- **Text excerpt**:

---------------

10b. The Bears went with their five best receivers Sunday, and that left N’Keal Harry and Velus Jones Jr. without uniforms. Byron Pringle took Harry’s place on the game-day roster after being activated from injured reserve, and Jones was scratched for the second consecutive week.
“Yeah, that’s what I really said last week,” Matt Eberflus said. “We thought for us it was the best five receivers up for this particular game, and that’s what we decided was best for the Bears this week. Again, with Dante (Pettis) doing a good job on the punt returns, he’s continuing to do a nice job back there catching the ball and he got some good yards today too.”
Pringle was part of special teams; I spotted him on the kickoff and punt teams. He had one catch for 12 yards.
10c. Slow day for wide receiver Chase Claypool, who was targeted twice and had one catch for 8 yards. Until the Bears get more volume in the passing game (they had only 20 attempts), it will be difficult to get everyone an appropriate number of targets. I’m thinking about Darnell Mooney, Cole Kmet, Claypool and even the running backs.
10d. Will the Atlanta Falcons turn to rookie quarterback Desmond Ridder for Sunday’s game against the Bears at Mercedes-Benz Stadium? They are 4-6 and coming off two consecutive losses in which they totaled 32 points with veteran Marcus Mariota at quarterback. Ridder was a third-round pick from Cincinnati.
10e. The Falcons opened as three-point favorites over the Bears at Westgate SuperBook.

---------------

- **Input data**:
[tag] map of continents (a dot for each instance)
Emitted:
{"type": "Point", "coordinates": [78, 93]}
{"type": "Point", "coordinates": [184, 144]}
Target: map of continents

---------------

- **Objectives**:
• a. In the Bears game notes, who took N’Keal Harry's place on the game-day roster?
• b. Write out every line of the records without a single change.
The records bear no relation to the Bears game notes.

- **Results for the exercise**:
• a. Byron Pringle, after being activated from injured reserve.

• b.
[tag] map of continents (a dot for each instance)
Emitted:
{"type": "Point", "coordinates": [78, 93]}
{"type": "Point", "coordinates": [184, 144]}
Target: map of continents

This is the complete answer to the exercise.